(Given text)
====================
So I got myself all good, I had my non-negotiables to cater for being Gluten & Dairy which make me suuuuper sick and less sitting pool side and more sitting in a pharmacy… but you know, the “nice to avoids” I was relaxed about, like I’m not going to be able to avoid soy milk in remote parts of Indonesia, if thats the only dairy free option and stuff like that…. Because to me it was way more important on my emotional priority list to spend 2 months making memories, enjoying time with my family, eating out together at a cafe, rather than adhering to a lifestyle choice that is far easier to manage in my own home - not travelling through the jungle where english is really limited!
And you know what? I had the most epic fucking time. Has my body changed thanks to adding in foods I had been choosing to limit or not include in my lifestyle? YES Absolutely! But I am so fucking happy that I have a year full of happiness and adventure I have lived and I’ve eaten all the gluten free dairy free pizza and gelato along the way! And the best part, that at the same time I’ve been able to build a business, start growing as an entrepreneur, keep working on my mindset and grow as a holistic human being… who gives a fuck what my clothes size is!
So I want to wrap this episode up with giving you some awesome people to follow and learn from, because ultimately I want you to feel that sense of freedom and confidence that comes with breaking free of what might have been 30 or 40 years of being surrounded by diet culture… so i’m going to include in the show notes a list of accounts that I highly recommend following, because one of the first steps you can take like right now, and actually I’m going to give you a little bit of a action step from this episode, is when you next open your apps, unfollow ANYONE who makes you feel less than or unworthy or you constantly compare yourself too… I do this all the time, and I’m going to do it again this week, you know theres a girl i followed on insta who i love her vibe, her animals, her beachy lifestyle, but her message around loosing weight i just couldnt tolerate in my life, so I unfollowed her. Its as simple as that, if you find yourself comparing your body to someone elses, hit that unfollow button!
And I promise these awesome women like Jes from the millitant baker, Megan from Body Posi Panda, Michelle from Scarred not Scared, Caroline from the Fuck it Diet .. they are going to be even MORE delightful and colourful and fun to follow, and they’ll leave you feeling like you’ve just ridden a rainbow while sitting on a unicorn out of diet culture and into self love land!
====================
(Information)
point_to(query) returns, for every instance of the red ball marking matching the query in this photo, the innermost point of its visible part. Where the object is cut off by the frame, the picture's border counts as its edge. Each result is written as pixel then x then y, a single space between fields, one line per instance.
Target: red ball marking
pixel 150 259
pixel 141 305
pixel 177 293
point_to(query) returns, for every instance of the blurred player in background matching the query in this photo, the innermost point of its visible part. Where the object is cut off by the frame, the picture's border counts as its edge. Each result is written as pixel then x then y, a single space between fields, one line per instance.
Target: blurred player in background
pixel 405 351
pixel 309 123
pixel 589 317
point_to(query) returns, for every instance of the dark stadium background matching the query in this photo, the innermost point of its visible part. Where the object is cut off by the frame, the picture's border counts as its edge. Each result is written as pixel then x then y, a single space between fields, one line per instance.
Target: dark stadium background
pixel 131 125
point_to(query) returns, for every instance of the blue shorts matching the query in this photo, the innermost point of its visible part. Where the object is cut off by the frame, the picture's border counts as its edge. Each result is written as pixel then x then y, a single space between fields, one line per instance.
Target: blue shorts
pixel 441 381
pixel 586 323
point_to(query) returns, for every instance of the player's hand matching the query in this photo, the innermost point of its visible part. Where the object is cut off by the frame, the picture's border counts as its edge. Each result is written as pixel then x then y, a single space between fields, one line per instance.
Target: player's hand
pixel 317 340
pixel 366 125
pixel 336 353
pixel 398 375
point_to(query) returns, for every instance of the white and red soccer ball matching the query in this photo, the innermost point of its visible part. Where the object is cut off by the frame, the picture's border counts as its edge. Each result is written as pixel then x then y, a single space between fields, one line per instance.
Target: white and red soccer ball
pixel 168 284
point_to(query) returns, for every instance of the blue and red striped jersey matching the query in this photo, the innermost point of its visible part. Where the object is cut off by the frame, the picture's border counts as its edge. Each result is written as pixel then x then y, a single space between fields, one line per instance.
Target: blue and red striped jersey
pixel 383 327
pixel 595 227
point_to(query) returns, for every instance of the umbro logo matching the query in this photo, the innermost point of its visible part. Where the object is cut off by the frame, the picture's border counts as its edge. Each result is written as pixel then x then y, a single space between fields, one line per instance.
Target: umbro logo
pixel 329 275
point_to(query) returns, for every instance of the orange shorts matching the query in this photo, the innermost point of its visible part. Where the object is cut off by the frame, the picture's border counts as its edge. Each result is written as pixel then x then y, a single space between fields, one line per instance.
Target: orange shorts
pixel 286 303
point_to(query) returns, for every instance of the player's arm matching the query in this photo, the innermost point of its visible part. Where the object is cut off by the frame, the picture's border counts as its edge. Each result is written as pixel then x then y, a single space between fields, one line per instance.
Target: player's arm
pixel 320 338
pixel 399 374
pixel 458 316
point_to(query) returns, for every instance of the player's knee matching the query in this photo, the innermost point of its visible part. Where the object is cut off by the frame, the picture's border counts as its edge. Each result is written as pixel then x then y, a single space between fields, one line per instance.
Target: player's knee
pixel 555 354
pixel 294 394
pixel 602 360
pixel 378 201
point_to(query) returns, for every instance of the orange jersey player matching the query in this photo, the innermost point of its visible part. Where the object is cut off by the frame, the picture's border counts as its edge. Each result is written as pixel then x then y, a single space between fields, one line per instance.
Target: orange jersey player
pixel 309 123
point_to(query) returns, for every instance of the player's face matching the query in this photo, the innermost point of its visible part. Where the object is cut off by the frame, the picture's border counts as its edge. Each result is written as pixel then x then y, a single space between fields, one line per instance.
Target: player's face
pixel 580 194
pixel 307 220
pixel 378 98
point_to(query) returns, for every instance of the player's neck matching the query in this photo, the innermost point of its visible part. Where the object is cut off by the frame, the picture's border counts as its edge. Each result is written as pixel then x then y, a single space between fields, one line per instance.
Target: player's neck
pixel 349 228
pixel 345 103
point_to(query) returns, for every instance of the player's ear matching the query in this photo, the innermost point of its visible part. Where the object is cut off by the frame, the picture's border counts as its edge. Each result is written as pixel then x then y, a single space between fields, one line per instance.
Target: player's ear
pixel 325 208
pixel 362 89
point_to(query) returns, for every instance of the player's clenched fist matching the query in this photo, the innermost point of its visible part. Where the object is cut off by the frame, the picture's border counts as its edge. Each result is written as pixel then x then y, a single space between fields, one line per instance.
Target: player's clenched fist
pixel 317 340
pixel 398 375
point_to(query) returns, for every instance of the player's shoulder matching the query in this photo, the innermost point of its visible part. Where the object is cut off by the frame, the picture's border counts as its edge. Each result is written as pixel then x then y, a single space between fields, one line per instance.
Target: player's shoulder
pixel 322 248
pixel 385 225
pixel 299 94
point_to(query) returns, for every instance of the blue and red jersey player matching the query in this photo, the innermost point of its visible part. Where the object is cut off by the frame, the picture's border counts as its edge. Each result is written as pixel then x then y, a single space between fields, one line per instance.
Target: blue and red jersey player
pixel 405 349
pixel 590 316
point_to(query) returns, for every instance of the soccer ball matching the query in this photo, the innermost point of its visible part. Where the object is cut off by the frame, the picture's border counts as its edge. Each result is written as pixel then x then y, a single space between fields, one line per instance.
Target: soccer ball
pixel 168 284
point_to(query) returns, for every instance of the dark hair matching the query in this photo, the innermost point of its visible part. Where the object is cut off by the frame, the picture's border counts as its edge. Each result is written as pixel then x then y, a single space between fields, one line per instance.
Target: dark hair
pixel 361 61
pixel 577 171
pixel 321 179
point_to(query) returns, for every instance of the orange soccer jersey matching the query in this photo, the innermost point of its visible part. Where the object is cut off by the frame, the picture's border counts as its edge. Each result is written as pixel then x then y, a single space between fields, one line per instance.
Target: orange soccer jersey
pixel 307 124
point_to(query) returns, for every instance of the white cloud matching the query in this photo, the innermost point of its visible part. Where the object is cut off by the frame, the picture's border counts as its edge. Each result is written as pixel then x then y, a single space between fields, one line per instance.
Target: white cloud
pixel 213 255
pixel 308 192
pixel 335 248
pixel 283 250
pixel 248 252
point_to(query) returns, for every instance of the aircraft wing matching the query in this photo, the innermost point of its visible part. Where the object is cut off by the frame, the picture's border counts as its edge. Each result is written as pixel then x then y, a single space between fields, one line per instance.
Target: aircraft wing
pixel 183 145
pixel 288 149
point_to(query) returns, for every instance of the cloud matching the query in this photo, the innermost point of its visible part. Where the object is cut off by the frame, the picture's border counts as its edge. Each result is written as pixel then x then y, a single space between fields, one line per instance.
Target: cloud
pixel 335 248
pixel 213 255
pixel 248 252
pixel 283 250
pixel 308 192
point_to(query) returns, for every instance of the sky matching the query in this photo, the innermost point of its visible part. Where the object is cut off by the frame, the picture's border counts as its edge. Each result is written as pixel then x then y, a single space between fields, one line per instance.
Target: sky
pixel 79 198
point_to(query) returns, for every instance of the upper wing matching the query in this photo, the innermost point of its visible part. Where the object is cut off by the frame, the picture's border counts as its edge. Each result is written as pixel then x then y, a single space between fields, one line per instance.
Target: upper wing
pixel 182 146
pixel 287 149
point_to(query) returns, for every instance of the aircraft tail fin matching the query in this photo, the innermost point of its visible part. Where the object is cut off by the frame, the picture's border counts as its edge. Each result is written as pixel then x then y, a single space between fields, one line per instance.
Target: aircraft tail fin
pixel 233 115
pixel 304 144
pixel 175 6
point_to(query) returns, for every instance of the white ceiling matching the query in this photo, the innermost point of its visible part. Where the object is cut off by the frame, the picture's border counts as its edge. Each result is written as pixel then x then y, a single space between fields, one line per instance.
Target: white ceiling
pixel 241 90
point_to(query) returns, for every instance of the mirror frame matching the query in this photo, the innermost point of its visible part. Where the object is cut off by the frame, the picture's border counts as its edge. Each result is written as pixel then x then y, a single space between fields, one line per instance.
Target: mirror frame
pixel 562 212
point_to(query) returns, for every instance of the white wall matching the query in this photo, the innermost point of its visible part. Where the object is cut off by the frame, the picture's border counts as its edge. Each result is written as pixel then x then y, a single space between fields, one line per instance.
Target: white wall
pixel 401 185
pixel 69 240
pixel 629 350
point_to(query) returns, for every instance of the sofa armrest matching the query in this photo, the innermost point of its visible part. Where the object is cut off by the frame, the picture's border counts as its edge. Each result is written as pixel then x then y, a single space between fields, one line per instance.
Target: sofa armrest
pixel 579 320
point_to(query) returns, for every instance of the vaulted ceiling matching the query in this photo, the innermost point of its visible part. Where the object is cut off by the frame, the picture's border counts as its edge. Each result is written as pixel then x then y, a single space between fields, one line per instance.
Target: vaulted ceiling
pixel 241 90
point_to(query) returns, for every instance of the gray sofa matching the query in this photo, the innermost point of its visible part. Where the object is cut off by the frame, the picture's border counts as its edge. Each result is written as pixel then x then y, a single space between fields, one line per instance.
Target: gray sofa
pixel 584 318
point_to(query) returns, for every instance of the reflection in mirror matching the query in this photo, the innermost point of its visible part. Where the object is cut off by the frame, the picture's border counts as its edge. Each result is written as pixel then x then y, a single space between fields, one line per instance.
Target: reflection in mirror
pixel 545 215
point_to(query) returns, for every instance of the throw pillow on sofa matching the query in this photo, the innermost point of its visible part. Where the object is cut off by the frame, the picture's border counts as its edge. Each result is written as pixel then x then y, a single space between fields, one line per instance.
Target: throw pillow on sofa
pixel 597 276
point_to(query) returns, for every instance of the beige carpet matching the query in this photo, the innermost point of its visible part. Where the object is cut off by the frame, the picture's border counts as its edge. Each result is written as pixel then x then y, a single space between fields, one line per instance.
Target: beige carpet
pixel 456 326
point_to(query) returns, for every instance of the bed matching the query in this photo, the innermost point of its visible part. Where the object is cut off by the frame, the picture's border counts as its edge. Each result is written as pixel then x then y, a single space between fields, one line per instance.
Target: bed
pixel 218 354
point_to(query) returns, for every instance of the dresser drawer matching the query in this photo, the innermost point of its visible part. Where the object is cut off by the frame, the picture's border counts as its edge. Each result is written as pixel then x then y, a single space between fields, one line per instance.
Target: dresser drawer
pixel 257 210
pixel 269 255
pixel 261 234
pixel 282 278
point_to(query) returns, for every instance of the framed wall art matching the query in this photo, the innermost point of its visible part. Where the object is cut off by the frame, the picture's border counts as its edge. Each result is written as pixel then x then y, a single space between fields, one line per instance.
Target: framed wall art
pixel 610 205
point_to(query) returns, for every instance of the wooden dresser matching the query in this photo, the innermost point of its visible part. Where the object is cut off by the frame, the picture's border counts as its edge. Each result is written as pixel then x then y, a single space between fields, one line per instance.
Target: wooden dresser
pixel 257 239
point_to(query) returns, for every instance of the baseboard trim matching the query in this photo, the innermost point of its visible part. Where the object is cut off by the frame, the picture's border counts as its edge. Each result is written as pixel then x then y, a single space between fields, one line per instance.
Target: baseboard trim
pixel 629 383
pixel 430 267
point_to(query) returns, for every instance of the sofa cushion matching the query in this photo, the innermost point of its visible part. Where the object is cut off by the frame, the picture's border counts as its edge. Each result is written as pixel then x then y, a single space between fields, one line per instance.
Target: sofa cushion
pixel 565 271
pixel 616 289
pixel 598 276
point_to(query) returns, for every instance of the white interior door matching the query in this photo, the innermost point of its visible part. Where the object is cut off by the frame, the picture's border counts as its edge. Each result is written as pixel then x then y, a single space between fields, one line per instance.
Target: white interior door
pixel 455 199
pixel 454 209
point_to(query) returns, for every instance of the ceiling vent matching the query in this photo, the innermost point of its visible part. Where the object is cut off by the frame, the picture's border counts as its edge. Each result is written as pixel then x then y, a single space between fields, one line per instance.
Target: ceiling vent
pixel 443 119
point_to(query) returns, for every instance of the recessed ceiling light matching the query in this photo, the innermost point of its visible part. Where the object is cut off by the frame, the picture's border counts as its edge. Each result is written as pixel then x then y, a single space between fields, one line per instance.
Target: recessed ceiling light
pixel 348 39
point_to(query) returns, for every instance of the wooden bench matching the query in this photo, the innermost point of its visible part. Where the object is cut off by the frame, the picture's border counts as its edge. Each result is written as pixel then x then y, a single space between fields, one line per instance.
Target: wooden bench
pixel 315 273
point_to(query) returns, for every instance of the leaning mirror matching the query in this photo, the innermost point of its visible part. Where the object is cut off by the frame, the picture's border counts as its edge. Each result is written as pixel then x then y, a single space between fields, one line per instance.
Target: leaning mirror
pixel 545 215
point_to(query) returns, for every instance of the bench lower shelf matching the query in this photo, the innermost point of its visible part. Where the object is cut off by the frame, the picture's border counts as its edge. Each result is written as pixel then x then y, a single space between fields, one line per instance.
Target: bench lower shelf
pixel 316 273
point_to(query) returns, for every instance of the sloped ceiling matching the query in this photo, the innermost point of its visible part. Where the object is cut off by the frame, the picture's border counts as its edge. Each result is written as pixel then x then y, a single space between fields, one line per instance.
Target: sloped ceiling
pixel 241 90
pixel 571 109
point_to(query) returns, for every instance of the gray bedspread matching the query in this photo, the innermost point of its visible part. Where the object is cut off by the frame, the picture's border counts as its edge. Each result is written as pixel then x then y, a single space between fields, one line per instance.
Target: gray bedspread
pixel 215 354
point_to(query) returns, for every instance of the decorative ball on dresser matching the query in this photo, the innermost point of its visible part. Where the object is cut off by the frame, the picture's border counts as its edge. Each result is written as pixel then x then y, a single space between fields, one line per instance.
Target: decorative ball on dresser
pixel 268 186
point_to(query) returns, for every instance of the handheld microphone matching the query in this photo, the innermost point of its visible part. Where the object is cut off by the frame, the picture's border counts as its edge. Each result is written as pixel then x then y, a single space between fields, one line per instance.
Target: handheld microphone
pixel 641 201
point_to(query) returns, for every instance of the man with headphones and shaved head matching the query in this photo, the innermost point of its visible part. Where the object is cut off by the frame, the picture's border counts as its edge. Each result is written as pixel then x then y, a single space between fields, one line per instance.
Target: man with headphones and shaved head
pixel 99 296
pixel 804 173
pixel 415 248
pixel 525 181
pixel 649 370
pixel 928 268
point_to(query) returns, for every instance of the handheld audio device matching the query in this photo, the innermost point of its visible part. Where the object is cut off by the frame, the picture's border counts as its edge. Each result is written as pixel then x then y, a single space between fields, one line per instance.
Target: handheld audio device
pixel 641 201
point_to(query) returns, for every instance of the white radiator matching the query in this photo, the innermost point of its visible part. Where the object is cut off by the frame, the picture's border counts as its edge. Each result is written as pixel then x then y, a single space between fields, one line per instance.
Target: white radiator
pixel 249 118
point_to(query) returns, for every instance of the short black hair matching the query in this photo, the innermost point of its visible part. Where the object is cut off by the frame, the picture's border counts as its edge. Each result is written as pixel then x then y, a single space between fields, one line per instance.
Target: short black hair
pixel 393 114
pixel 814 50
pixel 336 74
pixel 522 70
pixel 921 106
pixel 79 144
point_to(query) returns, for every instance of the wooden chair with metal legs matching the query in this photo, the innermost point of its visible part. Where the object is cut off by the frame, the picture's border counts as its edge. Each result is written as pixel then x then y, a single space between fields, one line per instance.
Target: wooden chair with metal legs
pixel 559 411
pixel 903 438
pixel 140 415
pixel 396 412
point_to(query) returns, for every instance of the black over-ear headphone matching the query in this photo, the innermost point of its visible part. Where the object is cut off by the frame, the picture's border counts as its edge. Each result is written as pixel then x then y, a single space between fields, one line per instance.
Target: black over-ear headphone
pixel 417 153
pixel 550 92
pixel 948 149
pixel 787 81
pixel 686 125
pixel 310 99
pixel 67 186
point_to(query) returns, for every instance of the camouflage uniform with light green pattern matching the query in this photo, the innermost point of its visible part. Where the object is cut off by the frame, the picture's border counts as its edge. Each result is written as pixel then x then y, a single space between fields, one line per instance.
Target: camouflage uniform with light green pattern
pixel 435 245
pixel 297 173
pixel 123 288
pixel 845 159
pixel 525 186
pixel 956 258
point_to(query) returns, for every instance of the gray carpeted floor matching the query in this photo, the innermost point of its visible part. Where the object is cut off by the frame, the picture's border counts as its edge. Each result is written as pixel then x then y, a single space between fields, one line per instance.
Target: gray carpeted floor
====================
(What to produce) Repeat, word for word, the part of the diet culture text starting with "And I promise" and going on through "self love land!".

(Answer area)
And I promise these awesome women like Jes from the millitant baker, Megan from Body Posi Panda, Michelle from Scarred not Scared, Caroline from the Fuck it Diet .. they are going to be even MORE delightful and colourful and fun to follow, and they’ll leave you feeling like you’ve just ridden a rainbow while sitting on a unicorn out of diet culture and into self love land!